**What the exercise asks**
Beginning at the line that contains "For each instance of the green football" and continuing through the end of the rows, write out every line again, requests included, shifting each coordinate in the answers up by 137.

===

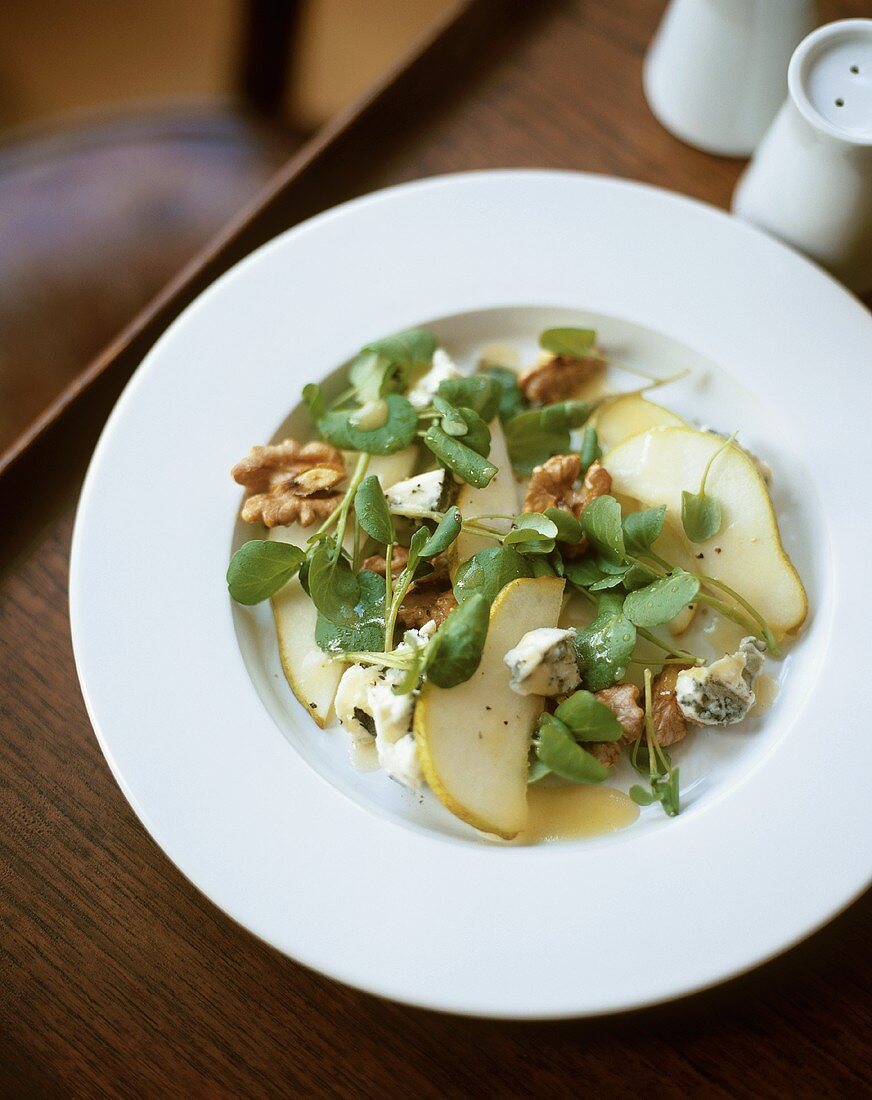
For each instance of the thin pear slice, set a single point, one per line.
(747, 553)
(628, 416)
(473, 739)
(499, 496)
(313, 675)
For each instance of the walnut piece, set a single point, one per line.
(552, 485)
(290, 482)
(558, 378)
(624, 700)
(670, 724)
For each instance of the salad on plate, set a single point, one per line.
(509, 581)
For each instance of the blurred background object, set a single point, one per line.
(131, 133)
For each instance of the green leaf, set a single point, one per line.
(583, 573)
(532, 437)
(409, 350)
(478, 392)
(315, 402)
(455, 650)
(446, 530)
(600, 523)
(452, 422)
(332, 585)
(702, 516)
(366, 629)
(589, 450)
(396, 433)
(606, 646)
(588, 718)
(661, 601)
(569, 528)
(531, 527)
(261, 568)
(372, 510)
(570, 343)
(560, 752)
(638, 575)
(460, 459)
(488, 572)
(641, 796)
(641, 529)
(511, 397)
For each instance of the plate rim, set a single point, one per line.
(77, 567)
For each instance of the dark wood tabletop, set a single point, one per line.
(117, 977)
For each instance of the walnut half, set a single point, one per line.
(290, 482)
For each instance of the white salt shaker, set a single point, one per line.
(714, 74)
(810, 180)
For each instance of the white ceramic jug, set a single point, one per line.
(716, 72)
(810, 180)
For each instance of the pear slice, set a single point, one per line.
(473, 739)
(499, 496)
(312, 674)
(628, 416)
(747, 553)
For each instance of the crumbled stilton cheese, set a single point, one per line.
(543, 662)
(425, 493)
(425, 389)
(721, 693)
(367, 708)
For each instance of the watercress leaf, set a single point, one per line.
(532, 437)
(511, 397)
(261, 568)
(600, 523)
(587, 718)
(410, 350)
(394, 435)
(477, 392)
(315, 402)
(641, 529)
(488, 572)
(366, 629)
(583, 573)
(460, 459)
(560, 752)
(589, 450)
(531, 527)
(452, 421)
(606, 646)
(641, 796)
(373, 376)
(448, 529)
(662, 600)
(372, 510)
(477, 435)
(570, 343)
(610, 581)
(638, 575)
(455, 650)
(702, 516)
(332, 585)
(569, 528)
(541, 567)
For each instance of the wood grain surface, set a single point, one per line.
(117, 977)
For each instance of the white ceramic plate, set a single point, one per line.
(343, 871)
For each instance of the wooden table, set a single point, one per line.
(118, 978)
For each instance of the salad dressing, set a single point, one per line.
(569, 813)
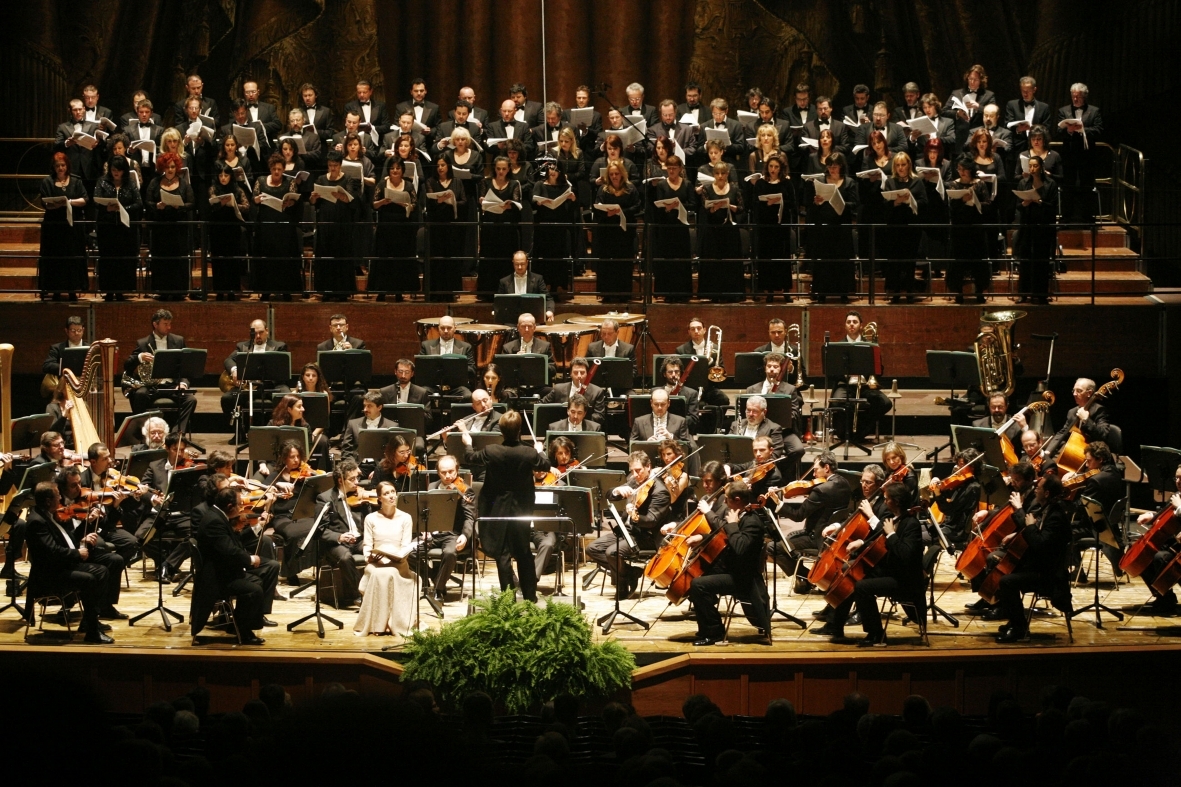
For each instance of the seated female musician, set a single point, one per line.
(1163, 604)
(289, 412)
(743, 577)
(1043, 565)
(398, 466)
(389, 585)
(899, 574)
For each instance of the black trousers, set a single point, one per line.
(706, 591)
(186, 401)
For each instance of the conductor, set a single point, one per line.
(508, 492)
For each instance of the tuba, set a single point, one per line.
(713, 355)
(996, 352)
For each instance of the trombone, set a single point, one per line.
(713, 355)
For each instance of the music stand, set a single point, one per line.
(347, 366)
(263, 442)
(841, 361)
(586, 444)
(26, 433)
(615, 375)
(749, 369)
(509, 309)
(441, 372)
(315, 409)
(131, 430)
(952, 370)
(180, 364)
(725, 449)
(697, 376)
(523, 370)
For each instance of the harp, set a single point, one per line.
(92, 415)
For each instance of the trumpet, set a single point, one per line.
(713, 355)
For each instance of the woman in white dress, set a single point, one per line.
(387, 587)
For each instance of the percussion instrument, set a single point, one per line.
(630, 325)
(429, 326)
(485, 338)
(569, 342)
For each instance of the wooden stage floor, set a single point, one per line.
(670, 635)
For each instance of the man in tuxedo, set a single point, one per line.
(527, 342)
(462, 119)
(742, 576)
(911, 106)
(660, 424)
(860, 111)
(842, 135)
(343, 531)
(1026, 111)
(1090, 417)
(1080, 141)
(456, 540)
(60, 563)
(545, 135)
(529, 112)
(899, 574)
(260, 111)
(177, 521)
(142, 397)
(372, 418)
(595, 396)
(507, 128)
(374, 118)
(426, 114)
(447, 344)
(998, 414)
(247, 577)
(524, 283)
(637, 108)
(476, 115)
(895, 141)
(683, 135)
(260, 342)
(575, 417)
(195, 86)
(84, 163)
(403, 391)
(317, 114)
(586, 132)
(74, 338)
(508, 492)
(733, 129)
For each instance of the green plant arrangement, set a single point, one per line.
(520, 654)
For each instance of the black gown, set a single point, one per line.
(500, 236)
(395, 267)
(721, 273)
(613, 246)
(447, 245)
(553, 235)
(224, 231)
(830, 240)
(62, 267)
(772, 234)
(118, 246)
(171, 241)
(672, 248)
(335, 225)
(278, 260)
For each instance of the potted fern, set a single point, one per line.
(520, 654)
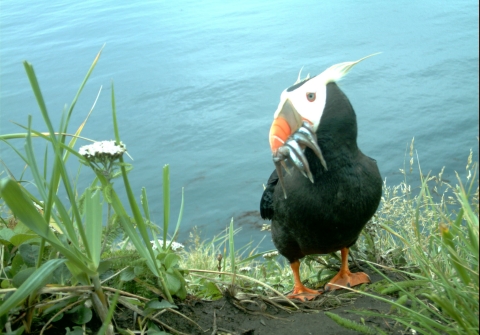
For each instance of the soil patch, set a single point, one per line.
(237, 313)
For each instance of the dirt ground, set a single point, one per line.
(254, 315)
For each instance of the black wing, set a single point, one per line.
(266, 203)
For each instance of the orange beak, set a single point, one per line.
(279, 132)
(287, 121)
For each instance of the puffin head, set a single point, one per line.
(304, 102)
(297, 118)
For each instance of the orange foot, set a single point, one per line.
(300, 292)
(347, 279)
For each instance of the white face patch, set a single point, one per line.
(308, 99)
(309, 96)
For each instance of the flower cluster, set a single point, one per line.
(175, 245)
(104, 149)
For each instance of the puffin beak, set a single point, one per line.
(287, 121)
(289, 135)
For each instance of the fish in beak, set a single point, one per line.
(297, 118)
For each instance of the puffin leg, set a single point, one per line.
(346, 278)
(300, 292)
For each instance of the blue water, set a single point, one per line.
(197, 82)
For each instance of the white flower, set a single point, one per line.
(269, 255)
(175, 245)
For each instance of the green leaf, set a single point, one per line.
(22, 276)
(127, 274)
(107, 193)
(22, 238)
(29, 253)
(76, 330)
(80, 315)
(5, 235)
(33, 283)
(166, 203)
(171, 260)
(17, 265)
(23, 207)
(173, 283)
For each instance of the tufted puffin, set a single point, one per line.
(320, 201)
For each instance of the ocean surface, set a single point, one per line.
(197, 83)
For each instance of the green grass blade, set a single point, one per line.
(180, 216)
(166, 202)
(32, 163)
(93, 224)
(79, 91)
(23, 208)
(231, 246)
(144, 201)
(33, 283)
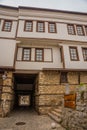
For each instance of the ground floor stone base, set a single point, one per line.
(49, 89)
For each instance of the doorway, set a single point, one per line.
(24, 88)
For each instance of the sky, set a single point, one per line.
(70, 5)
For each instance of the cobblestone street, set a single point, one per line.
(32, 121)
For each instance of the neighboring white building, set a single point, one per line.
(43, 48)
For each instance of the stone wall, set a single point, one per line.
(76, 119)
(50, 91)
(7, 96)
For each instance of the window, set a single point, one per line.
(52, 27)
(1, 83)
(40, 27)
(71, 29)
(63, 77)
(39, 54)
(79, 29)
(28, 26)
(84, 50)
(73, 53)
(86, 29)
(26, 54)
(7, 25)
(61, 54)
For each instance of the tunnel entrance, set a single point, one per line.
(24, 90)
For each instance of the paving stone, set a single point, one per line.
(32, 120)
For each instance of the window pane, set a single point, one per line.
(64, 77)
(52, 27)
(73, 53)
(26, 54)
(71, 29)
(84, 53)
(40, 26)
(39, 54)
(79, 30)
(86, 29)
(7, 25)
(28, 26)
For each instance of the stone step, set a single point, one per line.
(54, 117)
(59, 115)
(58, 110)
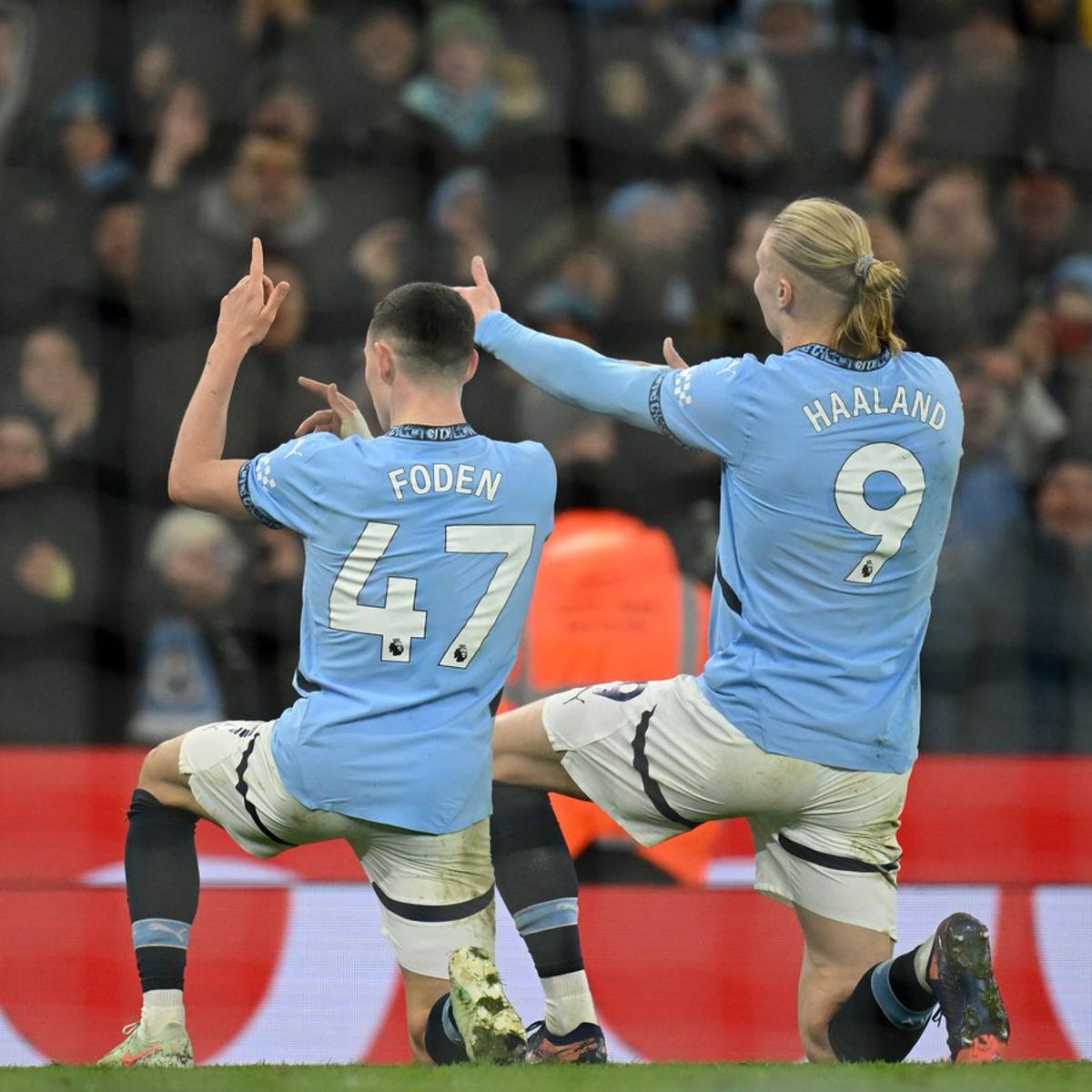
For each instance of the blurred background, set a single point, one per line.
(616, 162)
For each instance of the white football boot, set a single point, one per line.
(169, 1049)
(491, 1029)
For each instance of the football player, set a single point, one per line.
(420, 551)
(840, 456)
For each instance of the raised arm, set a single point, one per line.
(563, 369)
(200, 476)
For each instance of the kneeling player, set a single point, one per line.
(420, 551)
(839, 457)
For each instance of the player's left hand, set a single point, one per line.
(481, 298)
(342, 415)
(672, 358)
(248, 310)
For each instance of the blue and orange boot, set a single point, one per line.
(583, 1044)
(961, 976)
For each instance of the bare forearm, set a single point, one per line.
(200, 446)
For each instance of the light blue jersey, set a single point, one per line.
(421, 547)
(836, 483)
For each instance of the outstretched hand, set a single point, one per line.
(342, 415)
(481, 298)
(248, 310)
(672, 358)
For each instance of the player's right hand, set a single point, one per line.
(342, 415)
(248, 310)
(672, 356)
(481, 298)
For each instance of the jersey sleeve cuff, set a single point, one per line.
(248, 501)
(656, 410)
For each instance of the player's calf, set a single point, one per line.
(538, 882)
(162, 885)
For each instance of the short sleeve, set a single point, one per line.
(282, 489)
(708, 407)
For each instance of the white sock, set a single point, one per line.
(922, 961)
(568, 1003)
(162, 1007)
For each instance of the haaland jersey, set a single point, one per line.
(835, 489)
(420, 551)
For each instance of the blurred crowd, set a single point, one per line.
(616, 162)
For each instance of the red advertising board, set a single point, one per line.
(287, 961)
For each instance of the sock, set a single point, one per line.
(568, 1002)
(922, 955)
(905, 986)
(162, 884)
(442, 1041)
(874, 1025)
(538, 882)
(162, 1007)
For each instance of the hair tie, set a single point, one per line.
(863, 265)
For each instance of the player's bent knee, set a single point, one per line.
(814, 1040)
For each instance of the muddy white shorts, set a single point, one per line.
(436, 890)
(660, 759)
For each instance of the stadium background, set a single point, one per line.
(616, 163)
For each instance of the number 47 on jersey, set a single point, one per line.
(399, 622)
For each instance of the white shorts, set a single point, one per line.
(660, 759)
(436, 890)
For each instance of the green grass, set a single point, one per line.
(1011, 1077)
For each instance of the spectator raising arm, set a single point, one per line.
(200, 476)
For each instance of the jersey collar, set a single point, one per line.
(460, 431)
(841, 360)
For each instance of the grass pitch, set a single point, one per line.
(1011, 1077)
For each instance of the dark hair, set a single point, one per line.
(431, 326)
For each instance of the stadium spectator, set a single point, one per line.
(196, 667)
(828, 96)
(962, 296)
(383, 48)
(48, 573)
(462, 105)
(612, 158)
(1066, 339)
(86, 123)
(735, 132)
(611, 601)
(195, 239)
(15, 54)
(56, 380)
(638, 81)
(1014, 672)
(966, 106)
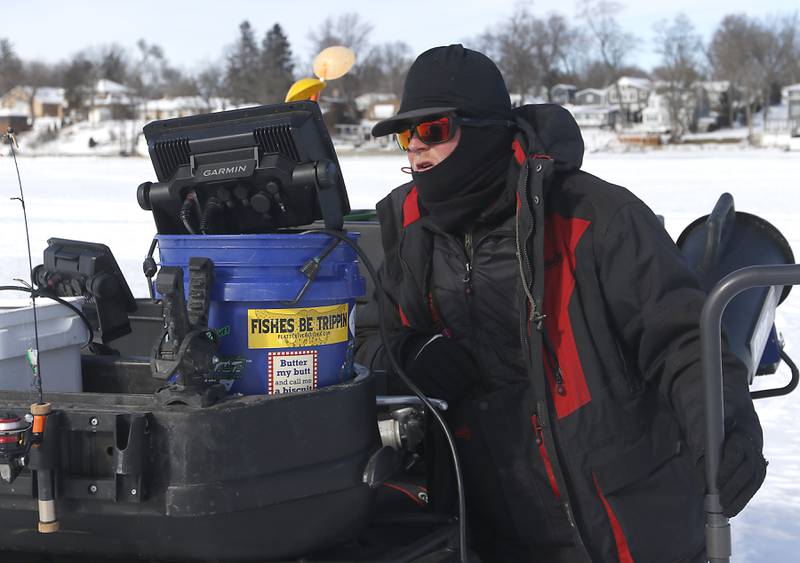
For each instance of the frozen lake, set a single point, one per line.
(95, 200)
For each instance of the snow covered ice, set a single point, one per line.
(94, 199)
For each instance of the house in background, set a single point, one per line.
(599, 117)
(591, 97)
(634, 92)
(655, 117)
(375, 106)
(48, 101)
(110, 100)
(16, 118)
(563, 94)
(181, 106)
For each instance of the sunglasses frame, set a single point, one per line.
(456, 121)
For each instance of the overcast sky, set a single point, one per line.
(195, 32)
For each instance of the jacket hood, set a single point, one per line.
(552, 131)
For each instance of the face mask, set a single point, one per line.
(459, 188)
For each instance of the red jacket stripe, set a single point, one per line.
(411, 207)
(561, 238)
(623, 551)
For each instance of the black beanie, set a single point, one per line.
(450, 79)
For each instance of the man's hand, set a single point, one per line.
(741, 472)
(442, 368)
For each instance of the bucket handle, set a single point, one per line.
(150, 268)
(310, 270)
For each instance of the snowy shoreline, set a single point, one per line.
(94, 199)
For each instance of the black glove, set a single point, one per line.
(742, 470)
(441, 368)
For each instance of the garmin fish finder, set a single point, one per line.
(253, 170)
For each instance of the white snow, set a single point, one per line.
(94, 199)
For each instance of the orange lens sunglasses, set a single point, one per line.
(442, 129)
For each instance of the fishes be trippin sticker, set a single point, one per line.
(291, 372)
(297, 328)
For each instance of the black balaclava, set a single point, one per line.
(458, 80)
(457, 190)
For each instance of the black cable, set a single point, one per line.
(462, 513)
(57, 299)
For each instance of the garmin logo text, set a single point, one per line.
(224, 171)
(217, 171)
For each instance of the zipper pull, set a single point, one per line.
(537, 429)
(468, 278)
(560, 389)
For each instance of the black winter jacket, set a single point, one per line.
(584, 318)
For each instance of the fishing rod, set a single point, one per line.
(40, 411)
(33, 355)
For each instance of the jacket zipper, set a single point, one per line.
(536, 318)
(468, 265)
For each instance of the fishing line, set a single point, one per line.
(37, 374)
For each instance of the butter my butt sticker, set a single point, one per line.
(297, 328)
(291, 372)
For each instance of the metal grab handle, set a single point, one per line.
(718, 532)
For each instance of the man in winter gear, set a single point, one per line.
(554, 313)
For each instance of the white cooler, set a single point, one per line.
(61, 335)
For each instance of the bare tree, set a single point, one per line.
(552, 40)
(515, 53)
(347, 29)
(680, 49)
(112, 63)
(36, 75)
(731, 53)
(385, 67)
(10, 66)
(243, 62)
(79, 78)
(613, 44)
(350, 30)
(775, 52)
(210, 83)
(277, 67)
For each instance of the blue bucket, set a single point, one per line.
(269, 345)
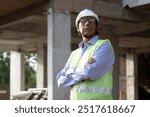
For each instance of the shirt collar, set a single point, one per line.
(92, 41)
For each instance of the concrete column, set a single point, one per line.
(130, 76)
(40, 67)
(17, 72)
(115, 90)
(59, 42)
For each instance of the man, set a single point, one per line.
(88, 70)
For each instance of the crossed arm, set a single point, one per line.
(101, 61)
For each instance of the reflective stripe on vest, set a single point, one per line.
(90, 89)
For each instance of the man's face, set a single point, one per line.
(87, 27)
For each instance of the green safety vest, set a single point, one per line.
(99, 89)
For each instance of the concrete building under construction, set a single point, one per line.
(47, 27)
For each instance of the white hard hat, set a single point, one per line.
(85, 13)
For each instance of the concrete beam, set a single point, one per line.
(103, 9)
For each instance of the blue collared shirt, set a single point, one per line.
(104, 59)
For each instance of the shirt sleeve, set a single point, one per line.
(62, 79)
(104, 59)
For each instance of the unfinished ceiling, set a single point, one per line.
(24, 22)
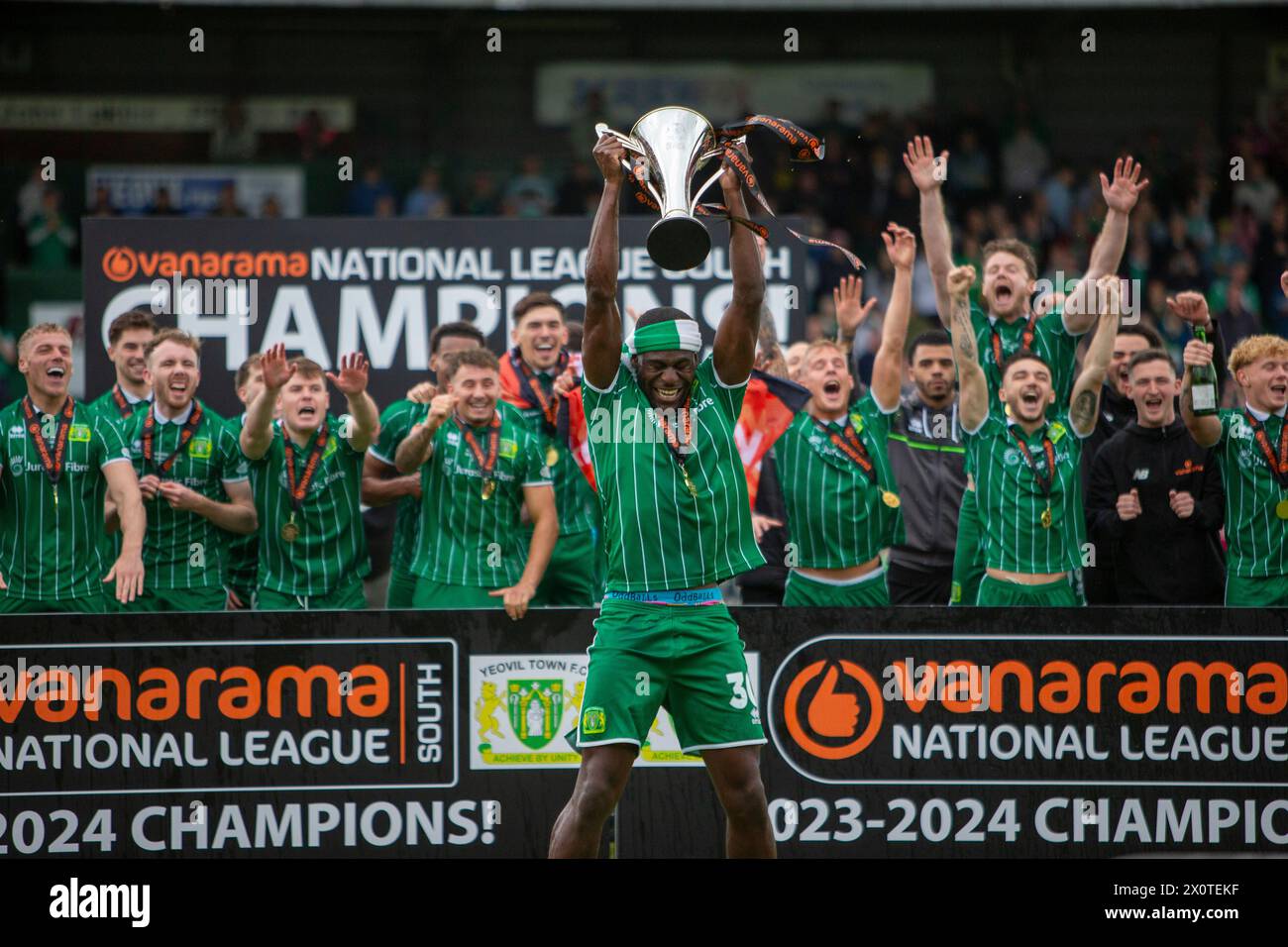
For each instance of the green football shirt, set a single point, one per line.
(395, 423)
(331, 548)
(1254, 534)
(106, 406)
(241, 551)
(183, 549)
(1012, 501)
(836, 515)
(574, 496)
(53, 552)
(657, 535)
(464, 538)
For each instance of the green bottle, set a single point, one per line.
(1202, 382)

===

**Correct answer**
For each instance of the green football shirt, set a single point, one per line.
(532, 560)
(468, 685)
(1391, 671)
(243, 543)
(378, 688)
(320, 686)
(1149, 638)
(973, 652)
(711, 633)
(190, 689)
(794, 672)
(601, 675)
For each instance of the green bottle, set a single point, one per line.
(1339, 519)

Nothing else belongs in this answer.